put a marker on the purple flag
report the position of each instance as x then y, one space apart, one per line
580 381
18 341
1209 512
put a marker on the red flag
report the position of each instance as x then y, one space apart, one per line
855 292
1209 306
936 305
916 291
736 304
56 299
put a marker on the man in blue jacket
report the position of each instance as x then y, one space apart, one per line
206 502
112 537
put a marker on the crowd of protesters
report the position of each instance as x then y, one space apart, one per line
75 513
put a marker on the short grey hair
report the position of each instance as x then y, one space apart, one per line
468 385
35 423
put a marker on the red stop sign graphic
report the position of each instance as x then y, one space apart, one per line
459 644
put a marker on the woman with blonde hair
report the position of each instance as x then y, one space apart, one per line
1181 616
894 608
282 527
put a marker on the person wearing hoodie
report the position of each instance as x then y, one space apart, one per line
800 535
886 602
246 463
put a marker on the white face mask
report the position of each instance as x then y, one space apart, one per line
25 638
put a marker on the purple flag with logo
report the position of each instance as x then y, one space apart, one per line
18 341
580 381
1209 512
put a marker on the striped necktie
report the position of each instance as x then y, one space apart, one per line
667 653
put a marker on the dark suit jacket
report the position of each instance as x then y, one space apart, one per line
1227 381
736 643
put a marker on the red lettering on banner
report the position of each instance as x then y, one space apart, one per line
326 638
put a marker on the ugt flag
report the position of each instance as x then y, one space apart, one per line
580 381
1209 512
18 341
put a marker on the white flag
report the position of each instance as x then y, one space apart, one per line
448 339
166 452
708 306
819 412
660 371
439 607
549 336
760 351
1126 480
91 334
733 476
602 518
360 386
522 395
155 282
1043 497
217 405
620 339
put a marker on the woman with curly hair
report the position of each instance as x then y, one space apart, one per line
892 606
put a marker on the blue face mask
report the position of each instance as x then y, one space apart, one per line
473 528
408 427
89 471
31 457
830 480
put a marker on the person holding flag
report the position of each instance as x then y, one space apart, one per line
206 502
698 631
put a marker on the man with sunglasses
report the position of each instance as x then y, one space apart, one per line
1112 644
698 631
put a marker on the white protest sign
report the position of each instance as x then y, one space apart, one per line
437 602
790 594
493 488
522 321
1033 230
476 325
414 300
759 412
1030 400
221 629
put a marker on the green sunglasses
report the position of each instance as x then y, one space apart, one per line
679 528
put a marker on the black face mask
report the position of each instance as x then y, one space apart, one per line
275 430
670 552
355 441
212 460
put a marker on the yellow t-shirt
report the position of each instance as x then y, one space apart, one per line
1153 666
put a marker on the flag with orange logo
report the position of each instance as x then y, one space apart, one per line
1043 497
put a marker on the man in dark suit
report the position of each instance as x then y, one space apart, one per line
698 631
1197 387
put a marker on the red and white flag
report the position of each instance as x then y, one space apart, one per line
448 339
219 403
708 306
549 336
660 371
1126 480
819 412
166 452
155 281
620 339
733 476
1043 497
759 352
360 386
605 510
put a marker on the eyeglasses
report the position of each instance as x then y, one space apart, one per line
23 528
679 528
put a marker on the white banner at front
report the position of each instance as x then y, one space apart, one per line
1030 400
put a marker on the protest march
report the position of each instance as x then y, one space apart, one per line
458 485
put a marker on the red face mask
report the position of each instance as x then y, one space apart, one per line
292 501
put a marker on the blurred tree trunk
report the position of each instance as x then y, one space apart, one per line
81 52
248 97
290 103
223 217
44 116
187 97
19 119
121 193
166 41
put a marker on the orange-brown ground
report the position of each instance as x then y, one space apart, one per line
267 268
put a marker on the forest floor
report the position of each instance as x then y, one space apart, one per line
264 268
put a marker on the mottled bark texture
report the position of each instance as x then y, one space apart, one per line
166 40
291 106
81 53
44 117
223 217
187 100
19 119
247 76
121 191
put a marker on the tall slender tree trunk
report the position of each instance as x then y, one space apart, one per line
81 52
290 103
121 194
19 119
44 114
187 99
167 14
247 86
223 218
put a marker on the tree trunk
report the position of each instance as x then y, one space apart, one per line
* * * *
◆ **Exercise details**:
Determine the number of lines in the records that contain the word "sign", and provide that number alone.

◆ **Result for this task**:
2